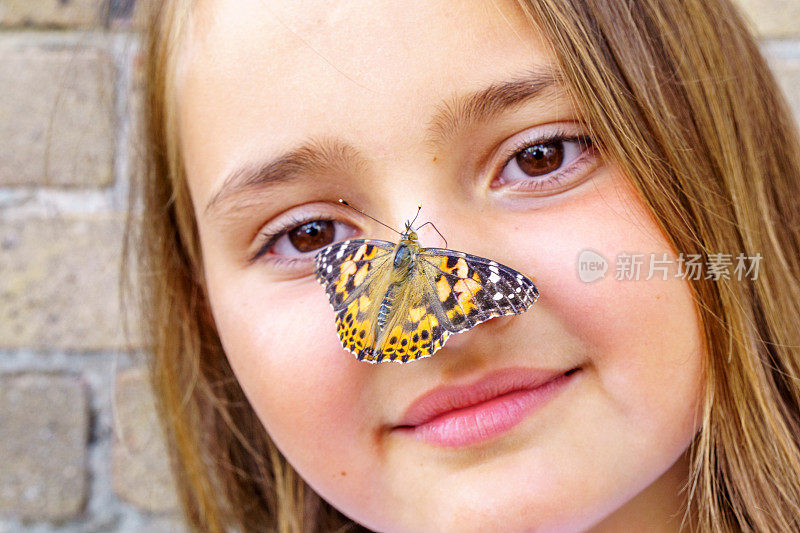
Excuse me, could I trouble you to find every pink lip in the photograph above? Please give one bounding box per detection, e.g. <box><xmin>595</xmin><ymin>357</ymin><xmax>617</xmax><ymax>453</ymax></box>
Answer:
<box><xmin>394</xmin><ymin>368</ymin><xmax>579</xmax><ymax>447</ymax></box>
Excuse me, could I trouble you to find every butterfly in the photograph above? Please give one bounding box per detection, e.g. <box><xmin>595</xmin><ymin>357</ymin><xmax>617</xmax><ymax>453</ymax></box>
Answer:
<box><xmin>315</xmin><ymin>200</ymin><xmax>539</xmax><ymax>363</ymax></box>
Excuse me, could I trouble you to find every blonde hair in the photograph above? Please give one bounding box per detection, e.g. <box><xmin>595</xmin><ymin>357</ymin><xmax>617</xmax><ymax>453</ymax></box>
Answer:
<box><xmin>128</xmin><ymin>0</ymin><xmax>800</xmax><ymax>531</ymax></box>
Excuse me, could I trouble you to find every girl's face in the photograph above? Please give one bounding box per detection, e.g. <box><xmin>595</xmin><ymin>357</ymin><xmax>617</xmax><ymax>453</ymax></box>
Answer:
<box><xmin>178</xmin><ymin>0</ymin><xmax>703</xmax><ymax>531</ymax></box>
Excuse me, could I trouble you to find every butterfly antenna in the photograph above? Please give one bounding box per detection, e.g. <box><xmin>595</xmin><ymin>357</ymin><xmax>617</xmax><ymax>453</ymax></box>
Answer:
<box><xmin>417</xmin><ymin>220</ymin><xmax>450</xmax><ymax>248</ymax></box>
<box><xmin>408</xmin><ymin>204</ymin><xmax>422</xmax><ymax>229</ymax></box>
<box><xmin>339</xmin><ymin>198</ymin><xmax>404</xmax><ymax>235</ymax></box>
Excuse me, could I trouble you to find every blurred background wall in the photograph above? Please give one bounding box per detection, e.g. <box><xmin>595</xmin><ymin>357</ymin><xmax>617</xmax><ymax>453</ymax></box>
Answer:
<box><xmin>0</xmin><ymin>0</ymin><xmax>800</xmax><ymax>533</ymax></box>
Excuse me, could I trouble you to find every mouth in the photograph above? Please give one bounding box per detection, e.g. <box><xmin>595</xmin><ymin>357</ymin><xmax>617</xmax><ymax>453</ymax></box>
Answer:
<box><xmin>393</xmin><ymin>367</ymin><xmax>581</xmax><ymax>448</ymax></box>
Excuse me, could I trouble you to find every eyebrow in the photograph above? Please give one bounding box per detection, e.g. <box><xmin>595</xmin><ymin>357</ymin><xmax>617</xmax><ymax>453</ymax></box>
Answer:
<box><xmin>206</xmin><ymin>67</ymin><xmax>560</xmax><ymax>213</ymax></box>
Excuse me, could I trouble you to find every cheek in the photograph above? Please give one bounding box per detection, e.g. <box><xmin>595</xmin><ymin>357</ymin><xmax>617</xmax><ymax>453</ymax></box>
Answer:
<box><xmin>531</xmin><ymin>176</ymin><xmax>703</xmax><ymax>436</ymax></box>
<box><xmin>209</xmin><ymin>271</ymin><xmax>382</xmax><ymax>494</ymax></box>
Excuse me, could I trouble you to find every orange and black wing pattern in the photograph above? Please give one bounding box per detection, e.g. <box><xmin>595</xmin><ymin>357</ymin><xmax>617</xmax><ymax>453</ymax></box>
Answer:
<box><xmin>315</xmin><ymin>239</ymin><xmax>394</xmax><ymax>360</ymax></box>
<box><xmin>419</xmin><ymin>248</ymin><xmax>539</xmax><ymax>333</ymax></box>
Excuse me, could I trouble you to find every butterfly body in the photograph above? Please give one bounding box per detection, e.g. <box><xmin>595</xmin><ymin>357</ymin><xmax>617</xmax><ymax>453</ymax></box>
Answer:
<box><xmin>315</xmin><ymin>219</ymin><xmax>539</xmax><ymax>363</ymax></box>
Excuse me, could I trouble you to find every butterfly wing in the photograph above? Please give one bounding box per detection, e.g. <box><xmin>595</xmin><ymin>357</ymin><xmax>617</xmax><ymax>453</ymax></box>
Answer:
<box><xmin>419</xmin><ymin>248</ymin><xmax>539</xmax><ymax>333</ymax></box>
<box><xmin>315</xmin><ymin>239</ymin><xmax>394</xmax><ymax>359</ymax></box>
<box><xmin>367</xmin><ymin>278</ymin><xmax>450</xmax><ymax>363</ymax></box>
<box><xmin>368</xmin><ymin>248</ymin><xmax>539</xmax><ymax>363</ymax></box>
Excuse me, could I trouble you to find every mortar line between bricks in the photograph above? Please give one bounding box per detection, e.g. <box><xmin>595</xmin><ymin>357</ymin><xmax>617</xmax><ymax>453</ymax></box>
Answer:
<box><xmin>111</xmin><ymin>31</ymin><xmax>139</xmax><ymax>210</ymax></box>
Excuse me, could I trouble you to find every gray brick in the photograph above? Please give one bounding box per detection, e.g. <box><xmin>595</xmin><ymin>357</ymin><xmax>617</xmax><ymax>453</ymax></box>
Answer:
<box><xmin>0</xmin><ymin>34</ymin><xmax>115</xmax><ymax>186</ymax></box>
<box><xmin>0</xmin><ymin>374</ymin><xmax>89</xmax><ymax>521</ymax></box>
<box><xmin>735</xmin><ymin>0</ymin><xmax>800</xmax><ymax>38</ymax></box>
<box><xmin>0</xmin><ymin>214</ymin><xmax>136</xmax><ymax>350</ymax></box>
<box><xmin>111</xmin><ymin>368</ymin><xmax>177</xmax><ymax>512</ymax></box>
<box><xmin>0</xmin><ymin>0</ymin><xmax>106</xmax><ymax>28</ymax></box>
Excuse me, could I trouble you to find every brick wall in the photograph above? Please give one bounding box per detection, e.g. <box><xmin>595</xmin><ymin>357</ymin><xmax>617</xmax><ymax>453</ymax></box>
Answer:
<box><xmin>0</xmin><ymin>0</ymin><xmax>800</xmax><ymax>532</ymax></box>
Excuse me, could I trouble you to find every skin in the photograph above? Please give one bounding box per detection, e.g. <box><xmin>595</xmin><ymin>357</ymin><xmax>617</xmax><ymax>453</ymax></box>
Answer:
<box><xmin>177</xmin><ymin>0</ymin><xmax>703</xmax><ymax>531</ymax></box>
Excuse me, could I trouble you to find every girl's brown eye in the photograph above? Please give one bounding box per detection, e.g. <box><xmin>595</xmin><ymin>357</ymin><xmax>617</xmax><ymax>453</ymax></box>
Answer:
<box><xmin>287</xmin><ymin>220</ymin><xmax>336</xmax><ymax>253</ymax></box>
<box><xmin>515</xmin><ymin>141</ymin><xmax>564</xmax><ymax>176</ymax></box>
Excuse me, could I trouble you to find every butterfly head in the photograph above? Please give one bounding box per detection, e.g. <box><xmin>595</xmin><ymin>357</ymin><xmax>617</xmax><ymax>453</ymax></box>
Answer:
<box><xmin>400</xmin><ymin>221</ymin><xmax>419</xmax><ymax>242</ymax></box>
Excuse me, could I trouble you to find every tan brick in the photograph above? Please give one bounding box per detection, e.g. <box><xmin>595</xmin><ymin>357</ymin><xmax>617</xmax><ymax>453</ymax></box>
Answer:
<box><xmin>0</xmin><ymin>34</ymin><xmax>116</xmax><ymax>186</ymax></box>
<box><xmin>0</xmin><ymin>214</ymin><xmax>136</xmax><ymax>350</ymax></box>
<box><xmin>736</xmin><ymin>0</ymin><xmax>800</xmax><ymax>38</ymax></box>
<box><xmin>767</xmin><ymin>54</ymin><xmax>800</xmax><ymax>128</ymax></box>
<box><xmin>111</xmin><ymin>368</ymin><xmax>177</xmax><ymax>512</ymax></box>
<box><xmin>0</xmin><ymin>0</ymin><xmax>106</xmax><ymax>28</ymax></box>
<box><xmin>0</xmin><ymin>374</ymin><xmax>89</xmax><ymax>521</ymax></box>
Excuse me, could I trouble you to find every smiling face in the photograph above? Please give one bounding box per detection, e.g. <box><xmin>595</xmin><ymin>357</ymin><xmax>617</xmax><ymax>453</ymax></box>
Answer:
<box><xmin>177</xmin><ymin>0</ymin><xmax>702</xmax><ymax>531</ymax></box>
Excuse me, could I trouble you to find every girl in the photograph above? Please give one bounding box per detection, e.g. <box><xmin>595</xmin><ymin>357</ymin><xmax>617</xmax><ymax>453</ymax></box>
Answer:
<box><xmin>131</xmin><ymin>0</ymin><xmax>800</xmax><ymax>531</ymax></box>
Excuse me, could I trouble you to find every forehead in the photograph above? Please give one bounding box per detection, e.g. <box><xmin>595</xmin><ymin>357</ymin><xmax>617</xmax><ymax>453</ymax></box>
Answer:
<box><xmin>177</xmin><ymin>0</ymin><xmax>551</xmax><ymax>207</ymax></box>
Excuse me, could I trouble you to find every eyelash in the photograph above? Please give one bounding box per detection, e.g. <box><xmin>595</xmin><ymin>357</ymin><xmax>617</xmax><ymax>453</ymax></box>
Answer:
<box><xmin>249</xmin><ymin>130</ymin><xmax>595</xmax><ymax>269</ymax></box>
<box><xmin>494</xmin><ymin>129</ymin><xmax>595</xmax><ymax>193</ymax></box>
<box><xmin>249</xmin><ymin>212</ymin><xmax>330</xmax><ymax>267</ymax></box>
# # # # # # #
• _Challenge_
Please tally the lines of the rows above that contain the string "wing", with case counting. Give only the number.

• _Exercise result_
2